■ **Written request A**
In the snowboard review thread:
(i) What size are the 2010 Burton Ions boots?
(ii) Where was Day 1 ridden on 12/28?
(iii) How many years on snow does the poster list?
■ **Written request B**
In the snowboard review thread, can you give the stretch from "# A Season With" through "cents at me." again, swapping "thread" for "post"?

— start of Document segment —

# A Season With The Custom V-Rocker 154 Limited



## binarypie (Nov 29, 2009)

This thread will be updated the day after I take the board out so please feel free to subscribe and throw your 2 cents at me.
Currently I will be on snow every tuesday and thus should be updating this thread every wednesday.

*Stats*
Height: 5'9"
Weight: 150lbs
Skill Level: Advanced
Years on Snow: 15
Riding Style: All Mountain Freestyle w/ Freeride influence (I had a hard time describing my riding style)

*Current Setup* (I got all this stuff 30% off so those of you that complain about price can shove it)
Board: 2010 Burton Custom V-Rocker Limited 154 (Made in Vermont. WOOHOO)
Boots: 2010 Burton Ions size 9.5
Bindings: 2010 Buron Cartel EST Medium

*Old Setup*
Board: 2001 Burton Custom 156 1/2
Boots 2000 Burton Drivers size 10
Bindings: 2000 Buron Missions Medium

*12/28 - Day 1 - Boreal @ Tahoe*
Today was a pretty easy day. The weather wasn't great and I spent the majority of my time on greens and blues teaching my girlfriend how to snowboard. In one day she has gone from never being on a snowboard to being able to handle most greens and has just started learning how to use her to edge. Very proud of her. She is learning faster than I did 

Ok back to the review. I spent today just focus on the carving ability and doing small jumps off the sides of the trails. It was snowing so I was able to do some light pow exploration. 

*Carving* Holds and edge well. Although I do feel it is a lot softer than my previous board and I can't quite load the tail in the same way. I have not detuned my board yet and I will be doing that before the next day on the snow. I felt the nose and tail catch a little when I got towards the upper arc (say carving in a circle going back up the hill). I was able to recover though. I felt the board pretty forgiving when you caught an edge.

*Powder* I agree with what others have said. The camber really makes being in the powder a lot easier. I didn't feel like I had to weight my back foot as much to say floaty. Its still too early to comment in depth about this aspect. However, thus far I'm ok with its performance. I don't think its a replacement for a decent freeride board but I will say it is probably better than most other freestyle boards.

— end of Document segment —
— start of Dataset rows —

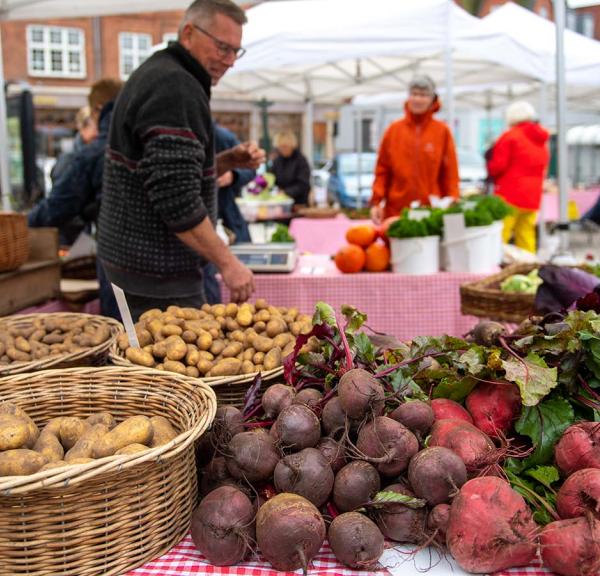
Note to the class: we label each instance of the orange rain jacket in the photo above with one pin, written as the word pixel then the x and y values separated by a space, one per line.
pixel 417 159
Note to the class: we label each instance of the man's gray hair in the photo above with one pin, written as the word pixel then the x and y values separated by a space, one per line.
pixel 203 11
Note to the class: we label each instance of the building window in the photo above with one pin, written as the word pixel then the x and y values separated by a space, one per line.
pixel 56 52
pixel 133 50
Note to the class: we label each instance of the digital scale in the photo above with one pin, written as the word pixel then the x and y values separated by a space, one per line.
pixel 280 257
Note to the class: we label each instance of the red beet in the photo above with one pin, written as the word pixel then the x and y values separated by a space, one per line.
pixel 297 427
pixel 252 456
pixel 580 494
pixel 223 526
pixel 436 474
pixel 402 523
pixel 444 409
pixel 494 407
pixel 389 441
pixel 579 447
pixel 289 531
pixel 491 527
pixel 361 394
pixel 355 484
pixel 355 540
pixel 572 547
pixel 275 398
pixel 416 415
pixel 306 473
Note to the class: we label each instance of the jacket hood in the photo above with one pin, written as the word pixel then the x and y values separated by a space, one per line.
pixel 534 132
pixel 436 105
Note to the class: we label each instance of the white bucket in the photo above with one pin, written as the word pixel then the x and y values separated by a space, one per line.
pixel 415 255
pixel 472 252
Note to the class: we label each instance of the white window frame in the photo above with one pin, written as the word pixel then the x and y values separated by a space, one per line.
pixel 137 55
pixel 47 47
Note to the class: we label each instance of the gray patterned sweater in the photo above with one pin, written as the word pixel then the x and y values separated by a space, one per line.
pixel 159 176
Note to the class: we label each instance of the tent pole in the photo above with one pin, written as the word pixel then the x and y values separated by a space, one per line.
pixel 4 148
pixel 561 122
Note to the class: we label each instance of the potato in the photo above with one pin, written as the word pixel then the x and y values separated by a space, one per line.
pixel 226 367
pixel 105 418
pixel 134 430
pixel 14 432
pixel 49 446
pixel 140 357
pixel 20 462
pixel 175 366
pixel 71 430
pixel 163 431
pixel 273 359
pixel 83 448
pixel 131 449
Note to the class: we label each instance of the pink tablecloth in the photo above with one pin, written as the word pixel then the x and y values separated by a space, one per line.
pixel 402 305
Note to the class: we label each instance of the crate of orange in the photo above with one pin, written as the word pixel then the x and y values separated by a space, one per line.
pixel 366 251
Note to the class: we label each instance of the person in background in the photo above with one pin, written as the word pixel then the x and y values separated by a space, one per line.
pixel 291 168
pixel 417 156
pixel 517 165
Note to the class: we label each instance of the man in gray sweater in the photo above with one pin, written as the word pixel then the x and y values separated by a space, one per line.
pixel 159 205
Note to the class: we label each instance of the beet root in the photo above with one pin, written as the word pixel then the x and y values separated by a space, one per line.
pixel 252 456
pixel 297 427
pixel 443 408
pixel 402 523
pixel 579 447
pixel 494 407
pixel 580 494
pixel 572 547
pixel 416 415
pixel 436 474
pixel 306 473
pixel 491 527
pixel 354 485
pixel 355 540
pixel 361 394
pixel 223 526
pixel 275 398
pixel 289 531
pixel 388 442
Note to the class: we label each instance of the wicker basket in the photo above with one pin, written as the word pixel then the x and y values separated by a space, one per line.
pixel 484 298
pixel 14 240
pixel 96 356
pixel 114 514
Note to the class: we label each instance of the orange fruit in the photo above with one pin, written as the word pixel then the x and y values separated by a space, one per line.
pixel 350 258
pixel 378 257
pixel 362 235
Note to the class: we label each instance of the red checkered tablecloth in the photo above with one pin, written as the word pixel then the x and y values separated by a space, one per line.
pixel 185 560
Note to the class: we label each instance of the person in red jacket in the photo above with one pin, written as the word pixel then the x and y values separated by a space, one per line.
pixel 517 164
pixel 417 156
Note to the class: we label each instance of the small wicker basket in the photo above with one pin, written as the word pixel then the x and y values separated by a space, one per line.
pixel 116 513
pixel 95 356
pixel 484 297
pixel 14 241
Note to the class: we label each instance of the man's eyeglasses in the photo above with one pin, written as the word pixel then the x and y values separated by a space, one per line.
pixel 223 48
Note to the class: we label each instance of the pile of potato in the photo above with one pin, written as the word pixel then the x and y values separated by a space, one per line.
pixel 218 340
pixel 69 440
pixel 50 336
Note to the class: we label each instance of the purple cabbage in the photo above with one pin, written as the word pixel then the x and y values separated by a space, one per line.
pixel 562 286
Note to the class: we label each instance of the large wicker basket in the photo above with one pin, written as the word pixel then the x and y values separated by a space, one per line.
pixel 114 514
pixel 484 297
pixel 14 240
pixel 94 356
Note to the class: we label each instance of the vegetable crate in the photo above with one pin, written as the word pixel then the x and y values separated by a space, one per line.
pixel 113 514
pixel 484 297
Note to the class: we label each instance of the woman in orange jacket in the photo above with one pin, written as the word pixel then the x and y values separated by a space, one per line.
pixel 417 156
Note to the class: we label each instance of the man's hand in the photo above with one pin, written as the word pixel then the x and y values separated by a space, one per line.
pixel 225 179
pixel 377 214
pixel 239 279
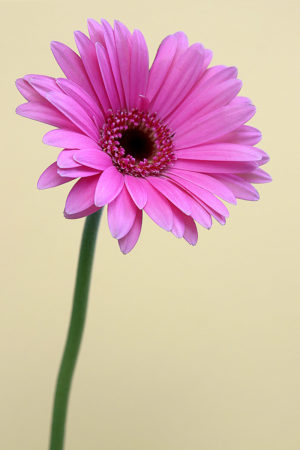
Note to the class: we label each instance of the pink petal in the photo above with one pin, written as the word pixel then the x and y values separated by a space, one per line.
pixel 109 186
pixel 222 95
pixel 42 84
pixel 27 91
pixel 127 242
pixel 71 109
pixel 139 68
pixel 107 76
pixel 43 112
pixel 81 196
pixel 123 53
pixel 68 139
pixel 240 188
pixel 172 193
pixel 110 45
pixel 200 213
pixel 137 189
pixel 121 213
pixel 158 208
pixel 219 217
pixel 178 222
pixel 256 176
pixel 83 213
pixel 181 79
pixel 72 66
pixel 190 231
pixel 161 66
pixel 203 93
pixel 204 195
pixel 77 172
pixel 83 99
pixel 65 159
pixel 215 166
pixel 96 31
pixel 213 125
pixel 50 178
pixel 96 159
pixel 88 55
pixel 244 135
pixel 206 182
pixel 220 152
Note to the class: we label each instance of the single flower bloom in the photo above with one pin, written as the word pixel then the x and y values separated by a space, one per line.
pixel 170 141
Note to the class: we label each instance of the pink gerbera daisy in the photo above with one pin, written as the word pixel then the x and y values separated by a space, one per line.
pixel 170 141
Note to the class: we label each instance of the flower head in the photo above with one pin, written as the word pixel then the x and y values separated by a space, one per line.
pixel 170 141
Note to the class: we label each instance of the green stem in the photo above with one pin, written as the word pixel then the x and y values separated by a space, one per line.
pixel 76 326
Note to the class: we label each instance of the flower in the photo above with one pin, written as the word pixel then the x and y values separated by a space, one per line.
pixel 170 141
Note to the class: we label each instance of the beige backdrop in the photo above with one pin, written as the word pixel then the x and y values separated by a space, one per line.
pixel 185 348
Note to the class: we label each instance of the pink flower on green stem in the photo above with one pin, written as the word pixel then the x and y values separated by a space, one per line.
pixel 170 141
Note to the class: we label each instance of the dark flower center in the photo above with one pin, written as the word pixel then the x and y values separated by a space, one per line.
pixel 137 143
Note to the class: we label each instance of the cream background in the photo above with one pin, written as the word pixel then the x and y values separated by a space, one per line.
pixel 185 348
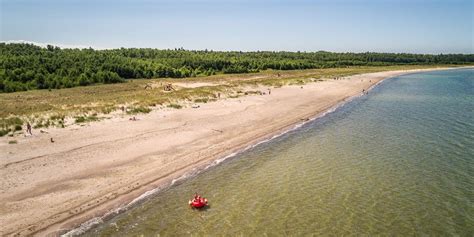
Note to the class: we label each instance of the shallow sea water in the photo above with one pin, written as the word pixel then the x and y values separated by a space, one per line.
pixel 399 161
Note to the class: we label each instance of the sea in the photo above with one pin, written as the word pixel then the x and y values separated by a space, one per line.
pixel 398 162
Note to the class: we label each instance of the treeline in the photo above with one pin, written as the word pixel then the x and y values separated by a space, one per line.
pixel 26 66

— end of Dataset rows —

■ **Worked solution A**
(i) Size 9.5
(ii) Boreal @ Tahoe
(iii) 15

■ **Worked solution B**
# A Season With The Custom V-Rocker 154 Limited



## binarypie (Nov 29, 2009)

This post will be updated the day after I take the board out so please feel free to subscribe and throw your 2 cents at me.